• _Data listing_:
↓↓↓
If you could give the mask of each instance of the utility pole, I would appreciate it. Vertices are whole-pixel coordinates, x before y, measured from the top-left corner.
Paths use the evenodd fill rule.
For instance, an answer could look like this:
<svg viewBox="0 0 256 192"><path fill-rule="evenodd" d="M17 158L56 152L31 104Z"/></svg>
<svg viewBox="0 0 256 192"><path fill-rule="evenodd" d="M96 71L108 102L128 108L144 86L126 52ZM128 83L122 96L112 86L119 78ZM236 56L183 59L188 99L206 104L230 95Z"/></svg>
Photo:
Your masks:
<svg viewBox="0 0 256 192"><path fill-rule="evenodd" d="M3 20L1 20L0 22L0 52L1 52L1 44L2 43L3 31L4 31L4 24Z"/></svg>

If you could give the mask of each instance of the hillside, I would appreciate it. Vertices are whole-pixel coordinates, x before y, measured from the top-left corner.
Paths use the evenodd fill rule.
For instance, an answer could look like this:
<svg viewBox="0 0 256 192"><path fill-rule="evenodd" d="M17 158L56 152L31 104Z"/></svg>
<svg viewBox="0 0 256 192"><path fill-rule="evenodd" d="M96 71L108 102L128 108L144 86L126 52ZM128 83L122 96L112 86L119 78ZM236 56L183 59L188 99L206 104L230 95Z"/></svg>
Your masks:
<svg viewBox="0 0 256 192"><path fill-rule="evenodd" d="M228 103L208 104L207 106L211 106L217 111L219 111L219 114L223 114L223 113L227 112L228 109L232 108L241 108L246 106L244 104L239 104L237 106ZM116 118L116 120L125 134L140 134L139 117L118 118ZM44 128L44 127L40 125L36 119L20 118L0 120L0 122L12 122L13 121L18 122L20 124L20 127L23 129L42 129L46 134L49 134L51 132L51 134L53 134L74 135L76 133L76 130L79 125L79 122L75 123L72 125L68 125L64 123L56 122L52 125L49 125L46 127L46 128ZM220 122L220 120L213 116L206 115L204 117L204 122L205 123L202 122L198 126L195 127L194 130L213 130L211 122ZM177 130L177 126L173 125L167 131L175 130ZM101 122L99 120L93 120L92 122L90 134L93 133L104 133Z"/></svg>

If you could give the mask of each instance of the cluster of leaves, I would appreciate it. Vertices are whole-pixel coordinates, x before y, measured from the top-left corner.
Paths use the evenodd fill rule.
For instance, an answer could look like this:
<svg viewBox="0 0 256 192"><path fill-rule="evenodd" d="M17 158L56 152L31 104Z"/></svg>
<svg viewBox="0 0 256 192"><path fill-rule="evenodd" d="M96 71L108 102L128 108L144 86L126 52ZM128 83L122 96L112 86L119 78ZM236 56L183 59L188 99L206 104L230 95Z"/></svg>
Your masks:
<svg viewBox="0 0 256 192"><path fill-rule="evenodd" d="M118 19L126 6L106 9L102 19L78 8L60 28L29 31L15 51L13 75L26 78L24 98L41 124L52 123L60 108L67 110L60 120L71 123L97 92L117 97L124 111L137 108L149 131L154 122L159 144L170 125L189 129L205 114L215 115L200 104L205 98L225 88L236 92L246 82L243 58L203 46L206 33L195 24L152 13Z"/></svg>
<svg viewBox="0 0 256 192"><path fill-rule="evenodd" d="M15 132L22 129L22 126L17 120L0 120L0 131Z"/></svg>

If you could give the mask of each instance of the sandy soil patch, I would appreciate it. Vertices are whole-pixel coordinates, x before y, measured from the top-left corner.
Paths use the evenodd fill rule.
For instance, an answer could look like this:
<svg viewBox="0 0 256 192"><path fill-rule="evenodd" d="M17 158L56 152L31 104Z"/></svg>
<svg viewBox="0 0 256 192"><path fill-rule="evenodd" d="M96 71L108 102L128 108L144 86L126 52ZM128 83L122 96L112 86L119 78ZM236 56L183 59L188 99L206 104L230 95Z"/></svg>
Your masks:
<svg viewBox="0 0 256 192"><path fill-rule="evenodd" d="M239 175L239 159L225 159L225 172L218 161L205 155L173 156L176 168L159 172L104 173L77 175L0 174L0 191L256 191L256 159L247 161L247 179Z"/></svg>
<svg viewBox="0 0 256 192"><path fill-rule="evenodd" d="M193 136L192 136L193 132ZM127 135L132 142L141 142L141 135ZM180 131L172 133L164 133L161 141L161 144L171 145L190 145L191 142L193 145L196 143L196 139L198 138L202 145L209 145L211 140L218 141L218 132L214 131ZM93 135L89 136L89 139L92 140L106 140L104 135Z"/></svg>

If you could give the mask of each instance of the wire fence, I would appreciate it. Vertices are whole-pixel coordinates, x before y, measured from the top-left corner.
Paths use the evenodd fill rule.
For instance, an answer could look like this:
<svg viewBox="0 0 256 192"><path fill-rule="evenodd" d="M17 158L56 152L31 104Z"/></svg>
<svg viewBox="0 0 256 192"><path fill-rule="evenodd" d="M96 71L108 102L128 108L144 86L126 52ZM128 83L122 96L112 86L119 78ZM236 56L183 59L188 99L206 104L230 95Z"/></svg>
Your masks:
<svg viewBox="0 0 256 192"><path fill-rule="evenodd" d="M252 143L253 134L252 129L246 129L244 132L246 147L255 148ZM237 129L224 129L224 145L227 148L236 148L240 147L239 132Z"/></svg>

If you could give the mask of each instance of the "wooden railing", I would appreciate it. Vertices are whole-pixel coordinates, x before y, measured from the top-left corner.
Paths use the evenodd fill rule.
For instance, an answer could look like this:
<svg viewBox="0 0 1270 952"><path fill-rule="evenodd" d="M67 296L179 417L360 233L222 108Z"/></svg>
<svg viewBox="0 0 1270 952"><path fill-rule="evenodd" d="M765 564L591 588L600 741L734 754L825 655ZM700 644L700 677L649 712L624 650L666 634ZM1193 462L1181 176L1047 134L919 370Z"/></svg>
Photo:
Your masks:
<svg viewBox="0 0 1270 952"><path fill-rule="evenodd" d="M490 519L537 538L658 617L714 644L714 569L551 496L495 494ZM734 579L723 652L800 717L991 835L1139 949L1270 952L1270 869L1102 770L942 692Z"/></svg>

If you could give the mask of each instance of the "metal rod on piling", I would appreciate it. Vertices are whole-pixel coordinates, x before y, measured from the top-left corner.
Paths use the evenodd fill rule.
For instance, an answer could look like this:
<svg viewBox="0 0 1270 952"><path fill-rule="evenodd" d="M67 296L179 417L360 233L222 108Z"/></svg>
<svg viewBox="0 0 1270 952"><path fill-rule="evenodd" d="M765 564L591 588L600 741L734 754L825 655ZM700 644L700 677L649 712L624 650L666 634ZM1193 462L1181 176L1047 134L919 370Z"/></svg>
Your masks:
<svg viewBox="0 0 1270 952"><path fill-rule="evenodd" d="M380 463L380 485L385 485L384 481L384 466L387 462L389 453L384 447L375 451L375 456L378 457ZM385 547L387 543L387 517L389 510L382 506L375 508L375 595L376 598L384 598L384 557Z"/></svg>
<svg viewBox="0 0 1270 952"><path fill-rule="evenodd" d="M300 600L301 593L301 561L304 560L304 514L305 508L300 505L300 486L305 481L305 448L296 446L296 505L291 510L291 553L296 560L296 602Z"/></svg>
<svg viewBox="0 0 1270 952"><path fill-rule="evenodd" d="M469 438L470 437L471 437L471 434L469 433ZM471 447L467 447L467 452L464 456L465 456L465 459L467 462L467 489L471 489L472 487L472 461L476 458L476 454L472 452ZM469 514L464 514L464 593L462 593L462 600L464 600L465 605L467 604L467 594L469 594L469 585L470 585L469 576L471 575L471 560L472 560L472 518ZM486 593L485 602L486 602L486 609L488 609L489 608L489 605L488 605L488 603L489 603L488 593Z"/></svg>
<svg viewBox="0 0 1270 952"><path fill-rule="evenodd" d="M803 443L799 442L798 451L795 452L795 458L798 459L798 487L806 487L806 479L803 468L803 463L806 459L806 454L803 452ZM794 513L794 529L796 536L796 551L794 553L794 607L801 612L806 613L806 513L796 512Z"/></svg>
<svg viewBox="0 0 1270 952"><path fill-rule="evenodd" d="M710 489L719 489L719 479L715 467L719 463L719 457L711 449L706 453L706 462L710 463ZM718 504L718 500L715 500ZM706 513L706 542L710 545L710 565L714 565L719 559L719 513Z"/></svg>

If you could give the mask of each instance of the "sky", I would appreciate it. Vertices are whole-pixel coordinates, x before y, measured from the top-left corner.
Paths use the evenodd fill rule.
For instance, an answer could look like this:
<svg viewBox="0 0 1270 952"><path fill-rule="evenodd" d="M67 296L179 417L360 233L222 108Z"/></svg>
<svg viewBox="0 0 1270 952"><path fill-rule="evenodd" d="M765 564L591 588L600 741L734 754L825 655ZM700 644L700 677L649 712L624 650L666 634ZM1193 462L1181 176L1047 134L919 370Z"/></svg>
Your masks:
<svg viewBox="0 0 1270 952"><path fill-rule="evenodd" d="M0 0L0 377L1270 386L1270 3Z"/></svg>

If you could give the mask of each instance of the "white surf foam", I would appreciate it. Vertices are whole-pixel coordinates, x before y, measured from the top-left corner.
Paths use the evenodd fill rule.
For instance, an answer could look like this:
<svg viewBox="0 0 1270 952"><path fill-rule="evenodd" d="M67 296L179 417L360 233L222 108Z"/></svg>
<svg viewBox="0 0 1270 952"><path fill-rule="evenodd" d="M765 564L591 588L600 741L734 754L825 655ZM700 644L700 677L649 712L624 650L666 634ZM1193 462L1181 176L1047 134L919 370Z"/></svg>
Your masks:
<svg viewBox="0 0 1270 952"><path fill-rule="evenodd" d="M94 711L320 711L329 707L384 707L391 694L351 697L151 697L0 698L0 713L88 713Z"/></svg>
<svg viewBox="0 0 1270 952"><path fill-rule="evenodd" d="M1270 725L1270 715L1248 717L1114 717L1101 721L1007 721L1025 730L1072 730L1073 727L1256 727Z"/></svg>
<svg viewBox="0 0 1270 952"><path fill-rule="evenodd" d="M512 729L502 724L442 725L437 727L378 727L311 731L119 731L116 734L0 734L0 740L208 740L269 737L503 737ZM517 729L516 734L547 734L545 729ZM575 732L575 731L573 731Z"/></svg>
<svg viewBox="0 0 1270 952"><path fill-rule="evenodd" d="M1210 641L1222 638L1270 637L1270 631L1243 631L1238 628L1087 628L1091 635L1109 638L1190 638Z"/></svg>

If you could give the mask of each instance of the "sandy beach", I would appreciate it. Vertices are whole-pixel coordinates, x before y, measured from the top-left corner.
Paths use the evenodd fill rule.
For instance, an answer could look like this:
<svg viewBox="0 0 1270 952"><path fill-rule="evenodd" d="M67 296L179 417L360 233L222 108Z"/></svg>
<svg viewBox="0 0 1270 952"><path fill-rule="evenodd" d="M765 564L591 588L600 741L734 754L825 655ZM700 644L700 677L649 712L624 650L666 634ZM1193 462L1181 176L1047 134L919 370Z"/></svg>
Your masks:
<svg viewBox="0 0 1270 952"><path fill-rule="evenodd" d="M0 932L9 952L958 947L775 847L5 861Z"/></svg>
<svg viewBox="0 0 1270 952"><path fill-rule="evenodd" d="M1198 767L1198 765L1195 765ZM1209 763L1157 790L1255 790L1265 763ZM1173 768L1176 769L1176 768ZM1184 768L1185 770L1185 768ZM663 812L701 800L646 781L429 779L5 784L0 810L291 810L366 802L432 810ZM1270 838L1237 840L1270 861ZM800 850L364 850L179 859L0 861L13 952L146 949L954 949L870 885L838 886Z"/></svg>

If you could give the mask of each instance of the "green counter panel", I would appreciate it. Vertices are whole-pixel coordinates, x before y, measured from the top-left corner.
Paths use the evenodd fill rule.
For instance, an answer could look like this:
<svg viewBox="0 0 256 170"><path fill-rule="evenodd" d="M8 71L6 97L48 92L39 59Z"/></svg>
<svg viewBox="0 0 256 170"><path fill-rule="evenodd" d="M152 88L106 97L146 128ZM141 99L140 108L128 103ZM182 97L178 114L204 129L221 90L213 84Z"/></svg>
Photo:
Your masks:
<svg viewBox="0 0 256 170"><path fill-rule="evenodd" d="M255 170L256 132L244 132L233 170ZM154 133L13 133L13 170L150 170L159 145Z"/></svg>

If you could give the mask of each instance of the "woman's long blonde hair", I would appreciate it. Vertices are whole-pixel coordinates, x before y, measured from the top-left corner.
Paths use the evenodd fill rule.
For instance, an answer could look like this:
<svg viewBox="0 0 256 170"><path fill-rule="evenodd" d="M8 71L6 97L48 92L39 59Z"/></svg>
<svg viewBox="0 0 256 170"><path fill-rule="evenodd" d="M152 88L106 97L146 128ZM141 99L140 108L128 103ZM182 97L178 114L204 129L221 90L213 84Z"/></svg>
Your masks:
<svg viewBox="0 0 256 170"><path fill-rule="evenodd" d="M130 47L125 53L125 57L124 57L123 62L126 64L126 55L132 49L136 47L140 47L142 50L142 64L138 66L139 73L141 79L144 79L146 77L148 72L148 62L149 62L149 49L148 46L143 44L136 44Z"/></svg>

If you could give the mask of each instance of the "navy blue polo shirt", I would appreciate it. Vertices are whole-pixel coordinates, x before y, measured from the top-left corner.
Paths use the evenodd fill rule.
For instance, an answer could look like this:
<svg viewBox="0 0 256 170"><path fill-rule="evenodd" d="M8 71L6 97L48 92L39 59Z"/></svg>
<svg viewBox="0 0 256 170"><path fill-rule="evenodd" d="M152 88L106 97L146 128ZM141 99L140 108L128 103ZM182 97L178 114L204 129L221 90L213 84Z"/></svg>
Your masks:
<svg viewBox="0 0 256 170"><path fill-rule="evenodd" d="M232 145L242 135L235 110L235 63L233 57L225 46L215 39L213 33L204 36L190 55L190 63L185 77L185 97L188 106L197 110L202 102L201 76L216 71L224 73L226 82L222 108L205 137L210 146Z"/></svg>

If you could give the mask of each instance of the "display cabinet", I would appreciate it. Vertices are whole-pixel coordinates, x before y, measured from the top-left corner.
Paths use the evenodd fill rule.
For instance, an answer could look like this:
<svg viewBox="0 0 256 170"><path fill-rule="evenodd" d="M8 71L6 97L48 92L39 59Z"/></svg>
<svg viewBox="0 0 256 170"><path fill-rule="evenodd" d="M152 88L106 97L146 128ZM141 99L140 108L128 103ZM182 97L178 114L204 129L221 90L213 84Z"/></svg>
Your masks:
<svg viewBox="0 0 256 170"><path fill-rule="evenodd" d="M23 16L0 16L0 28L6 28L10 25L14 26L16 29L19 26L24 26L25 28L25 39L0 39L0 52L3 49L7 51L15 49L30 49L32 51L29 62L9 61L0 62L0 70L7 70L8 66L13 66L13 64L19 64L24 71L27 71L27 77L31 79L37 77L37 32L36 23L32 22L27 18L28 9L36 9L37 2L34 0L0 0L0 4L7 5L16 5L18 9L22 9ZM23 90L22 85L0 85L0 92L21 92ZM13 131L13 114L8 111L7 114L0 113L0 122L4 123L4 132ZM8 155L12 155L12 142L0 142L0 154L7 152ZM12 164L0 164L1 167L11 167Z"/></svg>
↑↑↑
• _What the task requires_: How many lines in the items above contain the string "sandy"? Case counts. Give only the number.

• _The reply_: 2